───── Record extracts ─────

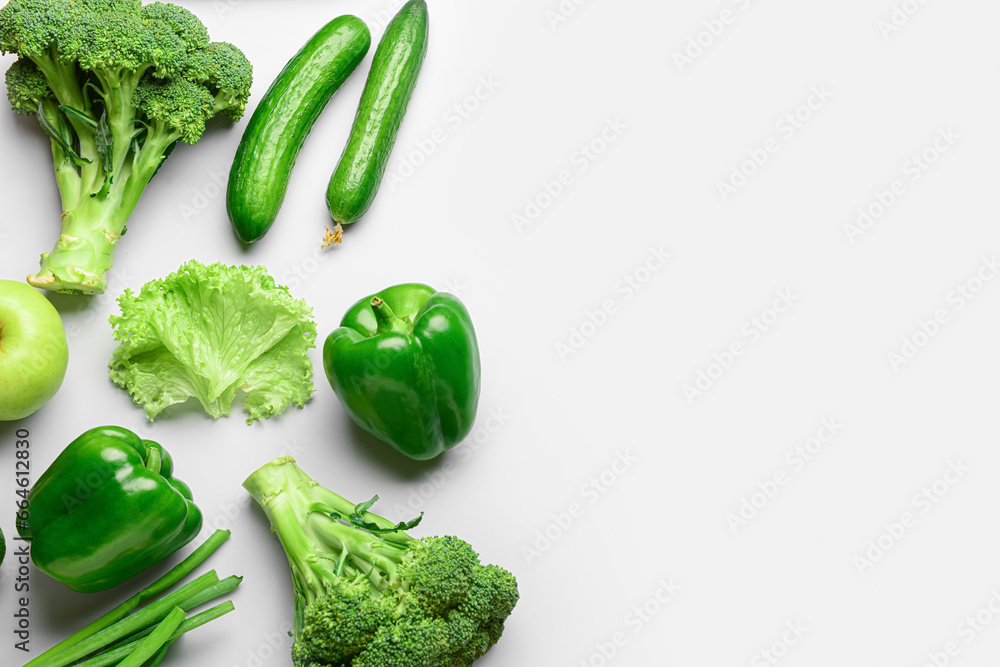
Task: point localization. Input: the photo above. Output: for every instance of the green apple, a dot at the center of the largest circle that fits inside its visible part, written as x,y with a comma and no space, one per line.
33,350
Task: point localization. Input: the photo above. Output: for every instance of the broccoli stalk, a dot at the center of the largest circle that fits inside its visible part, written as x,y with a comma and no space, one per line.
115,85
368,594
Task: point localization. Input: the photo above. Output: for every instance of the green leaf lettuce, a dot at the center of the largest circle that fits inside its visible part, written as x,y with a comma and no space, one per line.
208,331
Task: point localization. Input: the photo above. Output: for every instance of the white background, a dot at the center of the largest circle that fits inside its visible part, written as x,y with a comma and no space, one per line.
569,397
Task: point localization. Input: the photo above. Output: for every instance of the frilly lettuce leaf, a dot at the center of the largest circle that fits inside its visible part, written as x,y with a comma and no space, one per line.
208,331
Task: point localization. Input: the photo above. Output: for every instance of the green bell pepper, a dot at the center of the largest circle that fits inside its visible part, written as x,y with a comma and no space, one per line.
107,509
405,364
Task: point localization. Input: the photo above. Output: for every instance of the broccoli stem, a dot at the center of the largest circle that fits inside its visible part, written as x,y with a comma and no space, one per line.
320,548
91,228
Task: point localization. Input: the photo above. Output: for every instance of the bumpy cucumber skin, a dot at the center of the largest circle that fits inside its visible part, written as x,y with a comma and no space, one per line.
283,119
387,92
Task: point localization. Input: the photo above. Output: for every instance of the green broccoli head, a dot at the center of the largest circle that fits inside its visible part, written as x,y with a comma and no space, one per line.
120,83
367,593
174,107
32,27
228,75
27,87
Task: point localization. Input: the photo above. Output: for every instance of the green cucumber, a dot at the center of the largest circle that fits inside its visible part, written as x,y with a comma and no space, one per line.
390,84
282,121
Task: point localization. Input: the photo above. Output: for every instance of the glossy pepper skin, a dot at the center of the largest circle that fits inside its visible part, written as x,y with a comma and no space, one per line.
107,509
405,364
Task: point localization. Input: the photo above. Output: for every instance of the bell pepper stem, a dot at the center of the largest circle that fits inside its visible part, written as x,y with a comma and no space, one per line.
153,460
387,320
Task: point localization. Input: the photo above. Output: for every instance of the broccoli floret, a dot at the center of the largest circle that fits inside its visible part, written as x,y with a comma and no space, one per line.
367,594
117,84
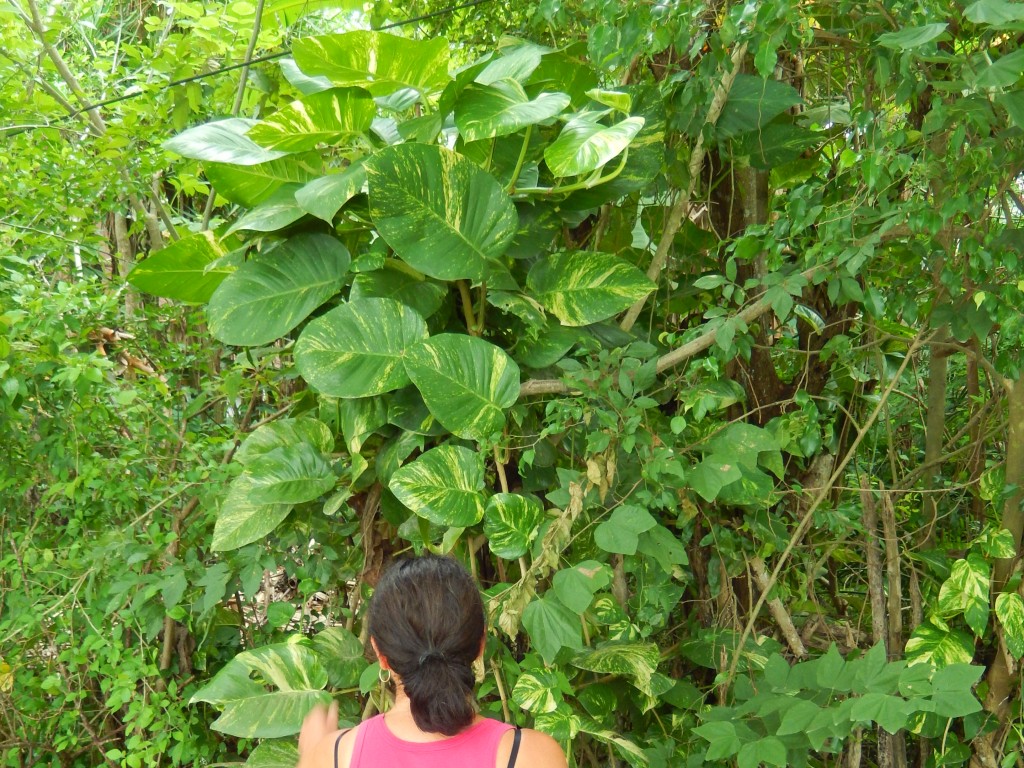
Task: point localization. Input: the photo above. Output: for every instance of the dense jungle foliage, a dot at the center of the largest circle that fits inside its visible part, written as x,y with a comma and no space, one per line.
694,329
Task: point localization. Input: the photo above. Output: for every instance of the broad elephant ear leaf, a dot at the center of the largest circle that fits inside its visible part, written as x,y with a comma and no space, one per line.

─────

Task to carry out
Output every row above character for character, omitting the pictures.

Solution to this exercise
Task: point localization. Input: the photo above. Output: for every instance of the green apple, a dot at the center of the largest circle that fits inside its visible part, written as x,y with a comma and no space, one per line.
33,350
Task: point localization. Input: the photo above. Output: for every instance of the broccoli stalk, a dot at the center of the largest circle that fits inside its visible part, written as x,y with a comma and no space, one per line.
115,85
368,594
Task: point localization. Input: the photo above. Output: for every instance of the green leaf lettuce, a dot at the center of the largest circle that fits inside its visible part, written as x,y with a comma and no space, one per line.
208,331
Task: point localization. Input: the photo above. Output: for every instance of the white background, a dot at the center of the largest circle that fits inside its visible part, written as x,y with a comma and no space, one per line.
569,397
Task: point localization. Input: the photo above. Output: for every instance of the frilly lettuce leaf, a dot at the center of the largest circle that fits inside its visible part, written as x,y with a comma and no space, one per line.
208,331
Task: point localization. Input: the photo above. Output: for every instance of the green bell pepper, a dot at the center of the largest circle that fits inside its visible part, written as x,y with a comma and no space, one per line.
107,509
405,364
Task: point localization. Input: the photo above. Output: for every instance of the broccoli stem, a dot at the center of the largest circle that fits inside its visible part, written as x,y with a comma and no space, one per line.
320,548
91,228
Task: point localization. Input: the photo above. Output: for every instance of the bumpy cucumber skin, a dot at the center of the largest circle that fits inside its visible part, written as x,y with a comma and no space, one per line.
283,119
387,92
Task: point localization. Input: the photo above. Output: for every instance of the green broccoli head, a dot at the center of the largest circle that fits inside its visible part, written as x,y with a comma and no space, one per line.
120,83
367,593
174,107
32,27
228,75
27,87
Task: point localization. Input: the photo above. Output: for every instance of the green cucumber, a dot at the center of the largest circle that fits inside its visible part, written as x,y with a comma and no space, one per line.
390,84
282,121
Task: point localization. Input: the photo above. Output: for every instance of the glossy pepper skin, a dot at the center of the largest circle that fits inside its visible part, written as x,y with a comma and no space, one per line.
107,509
405,364
Task: point localization. Input: the photo above. Output: for every instance of the bell pepper stem, a dot at the center of the largest circle that fits inside its visible part, written as x,y with a comma and no space, one per line.
153,460
387,320
Task: point localization. Input: the photo above. Output: for every instance of the broccoli floret, a dot at the center of the largest circle that fits inside its visible part, written as x,y with a comma and no space, one per line.
367,594
117,84
Task: point localization. Input: the photo above. Output: for every instance of the dense jungle foliage, a dot at the center of the largest circle that fits inside its visible part, written as x,y with a comma and no space, one per line.
694,329
Task: point localization. Input: the photo above. Output: for every instance of the broad elephant ear leaf, a dot at the center of the largest circle that fits inside its visible part, written as x,y with a comma and no space, one per line.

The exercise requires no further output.